━━━━━ Data provided

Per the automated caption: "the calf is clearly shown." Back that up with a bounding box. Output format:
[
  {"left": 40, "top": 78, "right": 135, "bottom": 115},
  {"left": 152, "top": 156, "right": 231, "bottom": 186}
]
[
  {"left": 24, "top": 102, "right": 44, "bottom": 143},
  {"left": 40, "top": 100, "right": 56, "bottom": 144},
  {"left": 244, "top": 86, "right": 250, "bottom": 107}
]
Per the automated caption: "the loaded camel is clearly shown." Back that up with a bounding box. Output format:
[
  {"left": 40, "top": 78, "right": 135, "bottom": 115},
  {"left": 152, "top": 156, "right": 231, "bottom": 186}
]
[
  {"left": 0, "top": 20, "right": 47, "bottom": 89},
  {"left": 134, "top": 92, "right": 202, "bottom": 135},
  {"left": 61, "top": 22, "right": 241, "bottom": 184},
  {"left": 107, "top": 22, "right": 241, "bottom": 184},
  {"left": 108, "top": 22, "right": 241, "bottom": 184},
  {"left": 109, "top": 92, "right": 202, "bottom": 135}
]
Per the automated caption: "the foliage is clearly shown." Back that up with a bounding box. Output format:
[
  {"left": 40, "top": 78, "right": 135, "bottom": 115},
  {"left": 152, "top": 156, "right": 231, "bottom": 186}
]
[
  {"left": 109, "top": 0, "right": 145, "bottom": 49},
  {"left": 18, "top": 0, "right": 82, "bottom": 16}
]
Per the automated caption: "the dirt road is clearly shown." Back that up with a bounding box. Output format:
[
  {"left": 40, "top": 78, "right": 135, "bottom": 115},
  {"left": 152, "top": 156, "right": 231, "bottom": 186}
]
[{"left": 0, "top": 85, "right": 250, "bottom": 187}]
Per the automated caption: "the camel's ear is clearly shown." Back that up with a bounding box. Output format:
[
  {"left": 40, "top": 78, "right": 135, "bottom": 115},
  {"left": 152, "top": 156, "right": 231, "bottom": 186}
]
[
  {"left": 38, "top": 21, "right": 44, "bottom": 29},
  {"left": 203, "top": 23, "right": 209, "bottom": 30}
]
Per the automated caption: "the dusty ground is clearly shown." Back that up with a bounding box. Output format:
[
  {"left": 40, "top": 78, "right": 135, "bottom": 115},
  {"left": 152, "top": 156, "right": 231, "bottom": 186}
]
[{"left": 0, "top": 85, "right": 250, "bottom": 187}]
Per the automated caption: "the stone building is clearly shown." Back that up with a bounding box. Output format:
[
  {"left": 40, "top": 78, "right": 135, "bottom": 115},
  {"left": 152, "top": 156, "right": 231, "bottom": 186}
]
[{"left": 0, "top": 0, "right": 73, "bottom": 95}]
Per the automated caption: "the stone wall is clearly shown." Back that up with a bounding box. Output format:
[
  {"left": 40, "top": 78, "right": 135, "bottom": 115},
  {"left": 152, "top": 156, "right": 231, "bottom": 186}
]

━━━━━━━━━━

= The exercise =
Rewrite the data from the line containing "dusty ground is" through the end, replacing "stone" with "brick" and leaving everything else unchanged.

= Correct result =
Per the automated caption: "the dusty ground is clearly shown." Back that up with a bounding box. Output format:
[
  {"left": 40, "top": 78, "right": 135, "bottom": 115},
  {"left": 152, "top": 156, "right": 231, "bottom": 186}
]
[{"left": 0, "top": 85, "right": 250, "bottom": 187}]
Per the automated caption: "the brick building is clearly shown." Back that up with a bounding box. Output format:
[
  {"left": 40, "top": 78, "right": 135, "bottom": 115},
  {"left": 152, "top": 156, "right": 231, "bottom": 186}
]
[{"left": 0, "top": 0, "right": 73, "bottom": 95}]
Per the automated caption: "the brick wall is clearly shown." Back that up with a bounding box. Output format:
[
  {"left": 40, "top": 78, "right": 135, "bottom": 115},
  {"left": 152, "top": 156, "right": 231, "bottom": 186}
]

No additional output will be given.